Revise the listing from the line that has "Q: For every instance of the orange" through the end of the listing, replacing "sneaker" with "shoe" and leaving everything else unchanged.

[Point labeling dataset excerpts]
================================

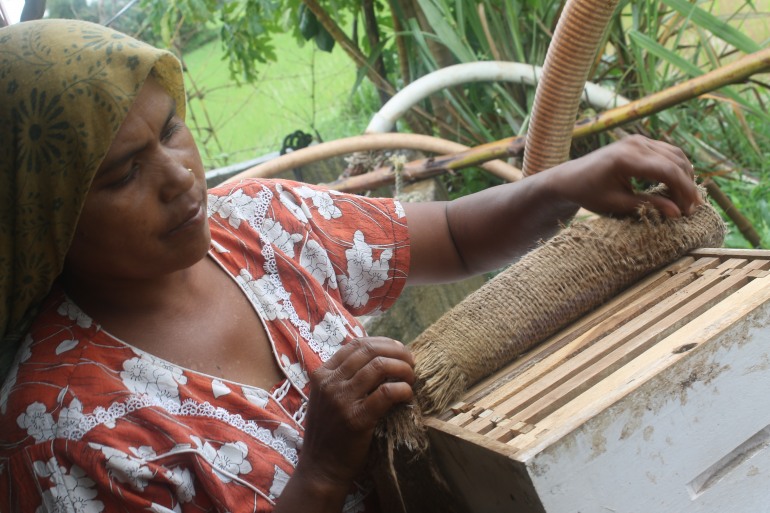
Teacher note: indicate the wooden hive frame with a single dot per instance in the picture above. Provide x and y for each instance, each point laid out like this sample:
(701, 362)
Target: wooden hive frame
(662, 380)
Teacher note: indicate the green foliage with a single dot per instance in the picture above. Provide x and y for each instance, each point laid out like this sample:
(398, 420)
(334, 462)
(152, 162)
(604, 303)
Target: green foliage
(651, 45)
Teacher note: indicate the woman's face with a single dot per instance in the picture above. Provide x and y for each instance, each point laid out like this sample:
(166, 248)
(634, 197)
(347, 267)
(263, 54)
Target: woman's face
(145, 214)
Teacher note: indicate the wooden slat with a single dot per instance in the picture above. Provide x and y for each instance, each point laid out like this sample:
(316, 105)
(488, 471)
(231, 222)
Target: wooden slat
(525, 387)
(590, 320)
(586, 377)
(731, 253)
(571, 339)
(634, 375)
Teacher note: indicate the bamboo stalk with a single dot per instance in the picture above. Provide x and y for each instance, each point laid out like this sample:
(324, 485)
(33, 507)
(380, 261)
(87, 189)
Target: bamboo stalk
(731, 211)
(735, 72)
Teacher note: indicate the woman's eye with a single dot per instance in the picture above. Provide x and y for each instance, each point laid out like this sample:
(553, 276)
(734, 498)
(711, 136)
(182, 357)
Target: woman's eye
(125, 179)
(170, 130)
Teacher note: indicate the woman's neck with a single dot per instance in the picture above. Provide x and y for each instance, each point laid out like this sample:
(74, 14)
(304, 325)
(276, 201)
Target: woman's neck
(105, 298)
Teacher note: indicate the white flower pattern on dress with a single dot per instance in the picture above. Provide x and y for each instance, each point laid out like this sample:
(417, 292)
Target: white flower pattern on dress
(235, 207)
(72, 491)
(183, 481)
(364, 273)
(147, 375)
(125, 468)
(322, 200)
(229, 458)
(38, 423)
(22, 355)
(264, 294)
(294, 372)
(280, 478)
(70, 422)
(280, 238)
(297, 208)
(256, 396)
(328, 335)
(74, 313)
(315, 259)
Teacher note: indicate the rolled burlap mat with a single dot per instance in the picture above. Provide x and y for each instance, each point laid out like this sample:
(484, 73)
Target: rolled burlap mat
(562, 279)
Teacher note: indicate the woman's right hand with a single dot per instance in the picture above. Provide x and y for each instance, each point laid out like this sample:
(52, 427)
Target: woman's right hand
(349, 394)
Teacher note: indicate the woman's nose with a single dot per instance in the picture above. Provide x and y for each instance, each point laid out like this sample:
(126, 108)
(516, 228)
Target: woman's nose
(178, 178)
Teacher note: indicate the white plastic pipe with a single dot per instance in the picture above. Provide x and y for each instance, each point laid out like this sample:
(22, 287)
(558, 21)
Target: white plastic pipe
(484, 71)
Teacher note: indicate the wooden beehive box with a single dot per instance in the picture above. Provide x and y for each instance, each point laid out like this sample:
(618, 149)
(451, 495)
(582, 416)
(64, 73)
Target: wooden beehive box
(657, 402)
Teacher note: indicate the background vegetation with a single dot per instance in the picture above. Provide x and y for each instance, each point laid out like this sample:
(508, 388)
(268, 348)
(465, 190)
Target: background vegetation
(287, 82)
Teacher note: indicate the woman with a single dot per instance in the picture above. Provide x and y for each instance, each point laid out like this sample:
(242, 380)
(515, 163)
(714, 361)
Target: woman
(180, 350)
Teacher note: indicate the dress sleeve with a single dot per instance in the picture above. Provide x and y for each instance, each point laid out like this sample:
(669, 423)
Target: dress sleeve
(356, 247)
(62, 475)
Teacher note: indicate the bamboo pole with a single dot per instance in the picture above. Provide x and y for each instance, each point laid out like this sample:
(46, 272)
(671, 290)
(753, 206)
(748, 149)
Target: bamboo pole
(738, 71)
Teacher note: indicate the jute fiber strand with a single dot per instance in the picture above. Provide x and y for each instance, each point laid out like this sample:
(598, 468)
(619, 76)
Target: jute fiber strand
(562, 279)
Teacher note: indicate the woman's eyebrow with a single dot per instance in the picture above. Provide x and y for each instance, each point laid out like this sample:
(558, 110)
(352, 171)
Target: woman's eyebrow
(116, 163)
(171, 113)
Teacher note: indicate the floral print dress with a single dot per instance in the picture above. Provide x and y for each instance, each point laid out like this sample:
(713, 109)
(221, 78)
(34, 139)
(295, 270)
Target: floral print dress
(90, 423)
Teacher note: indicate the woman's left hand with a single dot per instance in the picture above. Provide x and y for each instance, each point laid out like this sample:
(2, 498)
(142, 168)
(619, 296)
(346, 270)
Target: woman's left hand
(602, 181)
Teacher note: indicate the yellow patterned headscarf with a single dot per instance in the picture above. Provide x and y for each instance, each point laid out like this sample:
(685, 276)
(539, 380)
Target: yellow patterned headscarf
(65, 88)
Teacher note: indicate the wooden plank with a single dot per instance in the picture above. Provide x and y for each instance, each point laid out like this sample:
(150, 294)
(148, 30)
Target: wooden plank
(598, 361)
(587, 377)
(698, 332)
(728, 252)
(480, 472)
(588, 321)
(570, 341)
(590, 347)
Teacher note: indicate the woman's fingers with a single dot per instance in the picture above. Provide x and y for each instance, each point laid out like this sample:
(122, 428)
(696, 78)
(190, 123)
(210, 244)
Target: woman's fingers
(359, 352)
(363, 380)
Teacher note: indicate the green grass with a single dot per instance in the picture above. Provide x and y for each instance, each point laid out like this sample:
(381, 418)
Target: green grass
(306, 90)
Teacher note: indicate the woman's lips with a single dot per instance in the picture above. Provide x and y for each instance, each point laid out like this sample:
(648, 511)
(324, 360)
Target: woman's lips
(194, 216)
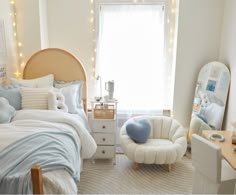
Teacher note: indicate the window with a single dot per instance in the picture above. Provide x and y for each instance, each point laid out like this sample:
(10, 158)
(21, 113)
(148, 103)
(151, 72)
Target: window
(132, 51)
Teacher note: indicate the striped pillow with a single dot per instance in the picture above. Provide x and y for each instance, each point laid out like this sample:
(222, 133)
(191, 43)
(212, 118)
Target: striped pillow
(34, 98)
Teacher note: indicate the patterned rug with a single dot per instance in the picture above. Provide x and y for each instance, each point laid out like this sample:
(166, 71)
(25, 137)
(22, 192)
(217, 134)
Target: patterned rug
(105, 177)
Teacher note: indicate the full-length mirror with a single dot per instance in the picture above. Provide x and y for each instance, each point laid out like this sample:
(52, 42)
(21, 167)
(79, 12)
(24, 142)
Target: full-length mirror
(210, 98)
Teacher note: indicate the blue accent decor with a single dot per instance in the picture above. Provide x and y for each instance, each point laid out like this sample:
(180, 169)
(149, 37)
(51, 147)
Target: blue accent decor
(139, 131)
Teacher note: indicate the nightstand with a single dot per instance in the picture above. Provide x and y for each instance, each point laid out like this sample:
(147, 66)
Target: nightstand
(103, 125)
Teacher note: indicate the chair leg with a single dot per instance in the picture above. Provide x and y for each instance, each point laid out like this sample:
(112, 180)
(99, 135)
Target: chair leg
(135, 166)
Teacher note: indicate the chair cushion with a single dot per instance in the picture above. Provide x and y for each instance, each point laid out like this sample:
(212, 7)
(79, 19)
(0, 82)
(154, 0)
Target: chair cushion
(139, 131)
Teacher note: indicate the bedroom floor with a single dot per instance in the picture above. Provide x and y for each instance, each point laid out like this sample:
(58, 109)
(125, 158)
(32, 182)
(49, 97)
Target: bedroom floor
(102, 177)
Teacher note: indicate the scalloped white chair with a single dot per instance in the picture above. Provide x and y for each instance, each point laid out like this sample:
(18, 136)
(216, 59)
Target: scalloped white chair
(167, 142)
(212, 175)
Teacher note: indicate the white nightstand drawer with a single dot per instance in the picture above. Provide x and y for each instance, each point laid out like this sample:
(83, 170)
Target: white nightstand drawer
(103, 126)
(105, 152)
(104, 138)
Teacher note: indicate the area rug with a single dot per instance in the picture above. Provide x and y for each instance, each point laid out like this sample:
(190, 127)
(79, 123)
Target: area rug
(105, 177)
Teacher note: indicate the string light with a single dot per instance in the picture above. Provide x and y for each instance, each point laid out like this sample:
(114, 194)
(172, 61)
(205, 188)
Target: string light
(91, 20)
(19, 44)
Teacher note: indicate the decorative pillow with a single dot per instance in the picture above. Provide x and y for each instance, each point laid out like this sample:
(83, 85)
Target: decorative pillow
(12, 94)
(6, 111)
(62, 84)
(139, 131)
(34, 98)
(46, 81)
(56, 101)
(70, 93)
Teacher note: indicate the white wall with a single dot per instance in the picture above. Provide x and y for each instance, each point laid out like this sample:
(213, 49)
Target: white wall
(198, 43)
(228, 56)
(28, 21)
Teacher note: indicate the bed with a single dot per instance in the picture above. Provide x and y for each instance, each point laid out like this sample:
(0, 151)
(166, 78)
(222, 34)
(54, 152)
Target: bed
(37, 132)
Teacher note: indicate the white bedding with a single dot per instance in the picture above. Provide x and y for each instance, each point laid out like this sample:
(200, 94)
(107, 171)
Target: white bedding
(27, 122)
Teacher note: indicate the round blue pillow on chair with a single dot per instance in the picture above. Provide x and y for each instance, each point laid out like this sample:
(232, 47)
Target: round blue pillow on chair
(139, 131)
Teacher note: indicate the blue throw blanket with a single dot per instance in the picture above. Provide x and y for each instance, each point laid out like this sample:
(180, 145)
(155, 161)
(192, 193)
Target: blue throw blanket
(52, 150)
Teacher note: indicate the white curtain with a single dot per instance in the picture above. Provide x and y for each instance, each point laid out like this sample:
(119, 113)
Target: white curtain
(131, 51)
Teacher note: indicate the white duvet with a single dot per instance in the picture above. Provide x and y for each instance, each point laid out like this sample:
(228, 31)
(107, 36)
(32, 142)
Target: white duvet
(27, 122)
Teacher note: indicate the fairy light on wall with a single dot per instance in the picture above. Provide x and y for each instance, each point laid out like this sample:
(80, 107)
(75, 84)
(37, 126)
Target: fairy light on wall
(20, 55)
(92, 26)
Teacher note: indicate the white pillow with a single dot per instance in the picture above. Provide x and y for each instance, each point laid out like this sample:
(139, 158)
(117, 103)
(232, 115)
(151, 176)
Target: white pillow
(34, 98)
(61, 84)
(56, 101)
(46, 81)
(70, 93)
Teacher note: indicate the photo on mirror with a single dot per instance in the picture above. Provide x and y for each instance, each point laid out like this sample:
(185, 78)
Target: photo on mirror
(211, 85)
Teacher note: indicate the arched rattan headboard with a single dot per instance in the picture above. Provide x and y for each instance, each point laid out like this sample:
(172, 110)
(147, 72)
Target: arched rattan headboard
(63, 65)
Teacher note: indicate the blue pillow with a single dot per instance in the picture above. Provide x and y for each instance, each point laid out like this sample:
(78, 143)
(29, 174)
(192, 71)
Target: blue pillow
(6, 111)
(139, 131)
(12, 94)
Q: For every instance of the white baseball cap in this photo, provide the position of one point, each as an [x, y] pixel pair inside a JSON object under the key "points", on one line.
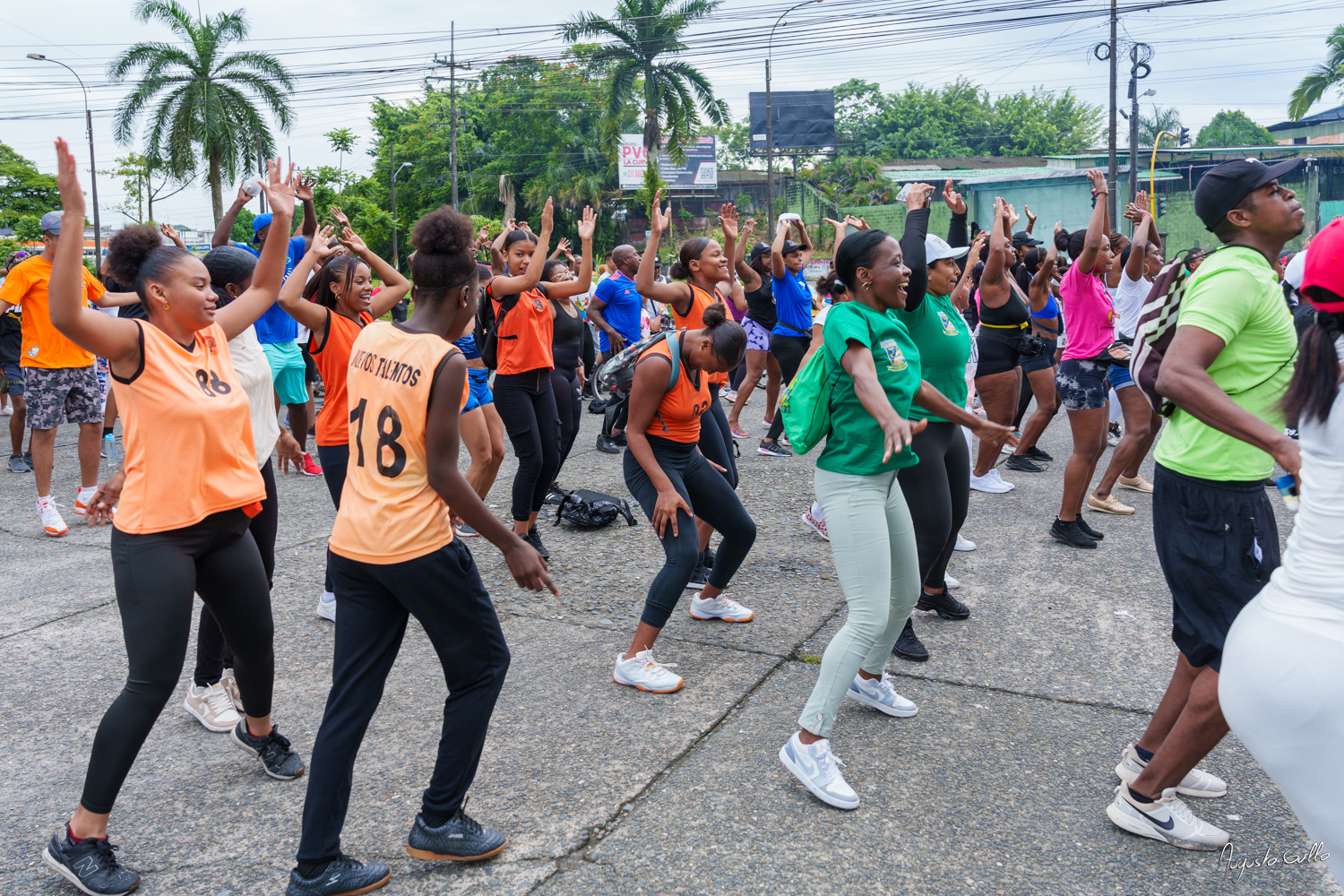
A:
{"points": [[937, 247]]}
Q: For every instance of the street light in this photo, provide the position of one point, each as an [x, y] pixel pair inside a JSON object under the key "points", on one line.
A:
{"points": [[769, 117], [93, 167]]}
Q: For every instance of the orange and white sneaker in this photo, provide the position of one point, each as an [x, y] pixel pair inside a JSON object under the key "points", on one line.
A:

================================

### Result of the exercise
Q: For every instance of the orange and white shoe in this photo, provide the position of one point, each as an [x, y] pixel pair inside a JSON object under the key "points", on one line.
A:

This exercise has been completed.